── Data to examine ──
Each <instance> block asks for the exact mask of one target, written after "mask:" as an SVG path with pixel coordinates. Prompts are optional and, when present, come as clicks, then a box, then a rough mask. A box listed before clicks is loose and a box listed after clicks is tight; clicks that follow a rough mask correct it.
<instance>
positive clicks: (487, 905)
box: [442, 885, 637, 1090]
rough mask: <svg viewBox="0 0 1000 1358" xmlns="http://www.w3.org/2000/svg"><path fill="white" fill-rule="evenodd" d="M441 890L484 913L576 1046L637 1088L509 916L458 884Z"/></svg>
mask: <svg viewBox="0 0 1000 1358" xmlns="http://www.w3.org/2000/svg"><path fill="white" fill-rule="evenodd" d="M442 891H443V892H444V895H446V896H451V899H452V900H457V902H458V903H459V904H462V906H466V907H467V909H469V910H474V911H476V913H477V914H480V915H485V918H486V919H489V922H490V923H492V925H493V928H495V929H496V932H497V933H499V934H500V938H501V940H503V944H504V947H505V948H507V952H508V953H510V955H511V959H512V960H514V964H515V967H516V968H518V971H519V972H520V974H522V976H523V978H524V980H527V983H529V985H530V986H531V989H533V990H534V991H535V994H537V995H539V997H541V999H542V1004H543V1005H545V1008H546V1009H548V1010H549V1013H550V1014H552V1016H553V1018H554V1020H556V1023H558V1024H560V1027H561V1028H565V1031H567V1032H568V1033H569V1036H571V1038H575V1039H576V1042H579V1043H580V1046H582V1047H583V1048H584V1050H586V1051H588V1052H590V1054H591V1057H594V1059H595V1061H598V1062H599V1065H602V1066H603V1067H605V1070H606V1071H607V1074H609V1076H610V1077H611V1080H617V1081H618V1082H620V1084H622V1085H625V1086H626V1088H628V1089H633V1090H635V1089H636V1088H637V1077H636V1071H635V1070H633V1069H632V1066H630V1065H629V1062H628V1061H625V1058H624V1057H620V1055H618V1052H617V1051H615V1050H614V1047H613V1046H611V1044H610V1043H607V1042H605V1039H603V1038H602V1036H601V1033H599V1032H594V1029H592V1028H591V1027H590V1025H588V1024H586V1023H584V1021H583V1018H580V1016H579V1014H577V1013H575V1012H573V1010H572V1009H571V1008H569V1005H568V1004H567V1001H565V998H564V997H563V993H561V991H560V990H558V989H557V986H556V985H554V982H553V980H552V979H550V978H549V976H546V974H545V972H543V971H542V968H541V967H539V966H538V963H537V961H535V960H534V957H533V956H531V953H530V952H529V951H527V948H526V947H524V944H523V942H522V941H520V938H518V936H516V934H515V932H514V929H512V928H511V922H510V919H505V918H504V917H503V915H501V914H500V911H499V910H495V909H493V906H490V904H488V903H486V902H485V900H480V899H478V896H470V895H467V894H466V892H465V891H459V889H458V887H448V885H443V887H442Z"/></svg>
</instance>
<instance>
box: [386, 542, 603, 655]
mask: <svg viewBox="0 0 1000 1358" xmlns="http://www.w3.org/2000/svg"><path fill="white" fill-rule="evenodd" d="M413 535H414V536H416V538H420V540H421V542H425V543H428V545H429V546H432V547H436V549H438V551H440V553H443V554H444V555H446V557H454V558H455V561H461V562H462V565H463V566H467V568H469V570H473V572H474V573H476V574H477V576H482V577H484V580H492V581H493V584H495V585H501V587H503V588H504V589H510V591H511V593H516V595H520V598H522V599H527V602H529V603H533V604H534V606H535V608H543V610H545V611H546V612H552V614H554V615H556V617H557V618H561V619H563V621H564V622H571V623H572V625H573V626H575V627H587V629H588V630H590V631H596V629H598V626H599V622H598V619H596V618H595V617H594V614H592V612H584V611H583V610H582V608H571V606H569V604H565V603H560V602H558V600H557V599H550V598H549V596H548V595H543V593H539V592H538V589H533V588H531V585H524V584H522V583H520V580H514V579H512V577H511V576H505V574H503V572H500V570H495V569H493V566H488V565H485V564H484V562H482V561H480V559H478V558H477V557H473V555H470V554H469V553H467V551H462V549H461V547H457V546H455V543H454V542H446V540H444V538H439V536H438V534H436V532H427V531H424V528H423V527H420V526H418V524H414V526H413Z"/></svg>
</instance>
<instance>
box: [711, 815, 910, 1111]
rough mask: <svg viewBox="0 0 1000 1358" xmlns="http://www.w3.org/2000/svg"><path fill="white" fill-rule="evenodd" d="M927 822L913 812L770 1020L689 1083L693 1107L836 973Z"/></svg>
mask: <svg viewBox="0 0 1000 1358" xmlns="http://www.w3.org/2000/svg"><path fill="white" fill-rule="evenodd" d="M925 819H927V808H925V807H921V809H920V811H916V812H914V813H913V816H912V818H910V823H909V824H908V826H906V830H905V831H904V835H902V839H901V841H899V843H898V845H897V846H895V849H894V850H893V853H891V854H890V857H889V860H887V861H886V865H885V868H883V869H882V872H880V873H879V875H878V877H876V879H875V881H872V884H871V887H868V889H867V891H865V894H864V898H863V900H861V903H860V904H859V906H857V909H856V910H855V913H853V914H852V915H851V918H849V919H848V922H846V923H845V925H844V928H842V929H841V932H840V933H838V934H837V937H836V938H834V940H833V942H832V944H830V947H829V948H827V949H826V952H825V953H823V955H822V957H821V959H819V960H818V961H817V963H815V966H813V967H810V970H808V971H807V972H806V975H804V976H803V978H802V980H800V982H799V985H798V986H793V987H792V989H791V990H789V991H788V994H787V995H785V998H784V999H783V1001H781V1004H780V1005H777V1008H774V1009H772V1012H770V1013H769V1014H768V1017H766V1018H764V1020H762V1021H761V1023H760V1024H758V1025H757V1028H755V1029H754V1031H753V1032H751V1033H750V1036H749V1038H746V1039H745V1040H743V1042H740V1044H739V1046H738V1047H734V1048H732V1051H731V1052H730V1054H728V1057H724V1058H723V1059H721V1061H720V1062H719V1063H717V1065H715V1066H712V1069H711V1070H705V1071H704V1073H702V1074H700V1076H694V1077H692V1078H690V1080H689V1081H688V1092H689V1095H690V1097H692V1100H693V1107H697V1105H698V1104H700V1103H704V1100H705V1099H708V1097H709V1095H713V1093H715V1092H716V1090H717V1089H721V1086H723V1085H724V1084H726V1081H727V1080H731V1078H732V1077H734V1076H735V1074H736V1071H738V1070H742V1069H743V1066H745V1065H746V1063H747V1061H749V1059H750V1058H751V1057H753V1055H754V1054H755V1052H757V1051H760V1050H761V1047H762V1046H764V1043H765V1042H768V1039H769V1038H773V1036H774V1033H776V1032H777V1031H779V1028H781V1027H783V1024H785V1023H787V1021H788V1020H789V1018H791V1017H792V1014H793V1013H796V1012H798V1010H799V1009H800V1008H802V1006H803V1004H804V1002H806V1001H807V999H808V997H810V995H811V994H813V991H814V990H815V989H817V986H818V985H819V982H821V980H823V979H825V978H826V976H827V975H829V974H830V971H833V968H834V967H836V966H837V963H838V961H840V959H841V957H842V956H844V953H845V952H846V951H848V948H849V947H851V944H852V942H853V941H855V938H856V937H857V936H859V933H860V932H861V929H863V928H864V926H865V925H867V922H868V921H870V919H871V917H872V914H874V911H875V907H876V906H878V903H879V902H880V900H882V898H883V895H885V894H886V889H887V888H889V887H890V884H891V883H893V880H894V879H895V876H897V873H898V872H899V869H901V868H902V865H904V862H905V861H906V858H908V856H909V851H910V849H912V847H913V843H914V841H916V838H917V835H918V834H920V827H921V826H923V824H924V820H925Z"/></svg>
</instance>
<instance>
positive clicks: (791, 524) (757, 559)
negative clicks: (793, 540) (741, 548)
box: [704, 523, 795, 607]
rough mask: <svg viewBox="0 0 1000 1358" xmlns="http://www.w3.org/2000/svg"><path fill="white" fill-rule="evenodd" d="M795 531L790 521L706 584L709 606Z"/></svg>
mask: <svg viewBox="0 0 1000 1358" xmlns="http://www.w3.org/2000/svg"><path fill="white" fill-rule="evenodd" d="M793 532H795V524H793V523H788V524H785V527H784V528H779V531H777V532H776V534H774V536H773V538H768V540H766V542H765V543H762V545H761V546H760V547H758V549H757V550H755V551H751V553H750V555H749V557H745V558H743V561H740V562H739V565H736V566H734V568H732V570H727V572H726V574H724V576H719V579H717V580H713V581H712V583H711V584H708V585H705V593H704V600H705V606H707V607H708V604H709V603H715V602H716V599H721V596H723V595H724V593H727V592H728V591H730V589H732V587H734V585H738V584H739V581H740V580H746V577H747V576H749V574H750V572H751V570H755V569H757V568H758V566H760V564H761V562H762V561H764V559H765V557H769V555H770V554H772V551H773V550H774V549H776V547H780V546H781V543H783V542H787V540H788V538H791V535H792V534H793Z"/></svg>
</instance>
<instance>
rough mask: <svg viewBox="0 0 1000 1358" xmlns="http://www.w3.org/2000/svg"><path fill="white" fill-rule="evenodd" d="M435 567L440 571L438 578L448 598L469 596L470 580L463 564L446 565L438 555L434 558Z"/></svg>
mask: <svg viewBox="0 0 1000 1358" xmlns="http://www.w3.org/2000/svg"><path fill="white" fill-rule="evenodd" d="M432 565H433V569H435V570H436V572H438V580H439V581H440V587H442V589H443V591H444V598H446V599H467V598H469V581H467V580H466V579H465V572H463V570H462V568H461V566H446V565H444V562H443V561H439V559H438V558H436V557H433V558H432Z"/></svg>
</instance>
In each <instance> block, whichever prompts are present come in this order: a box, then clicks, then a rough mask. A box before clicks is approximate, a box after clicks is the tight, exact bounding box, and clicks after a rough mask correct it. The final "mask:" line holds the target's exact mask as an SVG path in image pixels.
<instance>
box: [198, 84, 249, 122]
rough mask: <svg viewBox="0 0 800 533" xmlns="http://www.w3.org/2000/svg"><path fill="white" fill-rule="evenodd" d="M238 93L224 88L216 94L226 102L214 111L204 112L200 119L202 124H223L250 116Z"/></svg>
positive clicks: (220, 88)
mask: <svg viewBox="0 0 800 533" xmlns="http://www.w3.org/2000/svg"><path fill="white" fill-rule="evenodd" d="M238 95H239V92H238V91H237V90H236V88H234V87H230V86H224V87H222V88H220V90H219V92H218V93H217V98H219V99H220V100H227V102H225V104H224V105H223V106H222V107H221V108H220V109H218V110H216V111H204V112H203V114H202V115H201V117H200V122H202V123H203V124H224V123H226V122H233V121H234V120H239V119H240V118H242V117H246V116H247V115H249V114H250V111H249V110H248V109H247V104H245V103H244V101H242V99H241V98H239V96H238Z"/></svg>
───
Only the lines above starting at the line that holds "567L440 571L438 578L448" and ending at the line that holds "93L224 88L216 94L226" are to be repeated, exactly and in full.

rough mask: <svg viewBox="0 0 1000 1358" xmlns="http://www.w3.org/2000/svg"><path fill="white" fill-rule="evenodd" d="M435 567L440 571L438 578L448 598L469 596L470 580L463 564L446 565L438 555L434 558Z"/></svg>
mask: <svg viewBox="0 0 1000 1358" xmlns="http://www.w3.org/2000/svg"><path fill="white" fill-rule="evenodd" d="M432 565H433V569H435V570H436V572H438V580H439V581H440V587H442V589H443V591H444V598H446V599H467V598H469V581H467V580H466V579H465V572H463V570H462V568H461V566H446V565H444V562H443V561H439V559H438V558H436V557H433V558H432Z"/></svg>
</instance>
In each <instance> block, whichever prompts are present come in this order: a box, then clicks, then a rough mask. A box before clicks is approximate, a box after clicks is the tight, exact bounding box, and clicks after a rough mask correct it. The final "mask:" line holds the target's exact mask as an SVG path in image pixels.
<instance>
box: [198, 84, 249, 122]
rough mask: <svg viewBox="0 0 800 533" xmlns="http://www.w3.org/2000/svg"><path fill="white" fill-rule="evenodd" d="M238 93L224 88L216 94L226 102L214 111L204 112L200 119L202 124H223L250 116Z"/></svg>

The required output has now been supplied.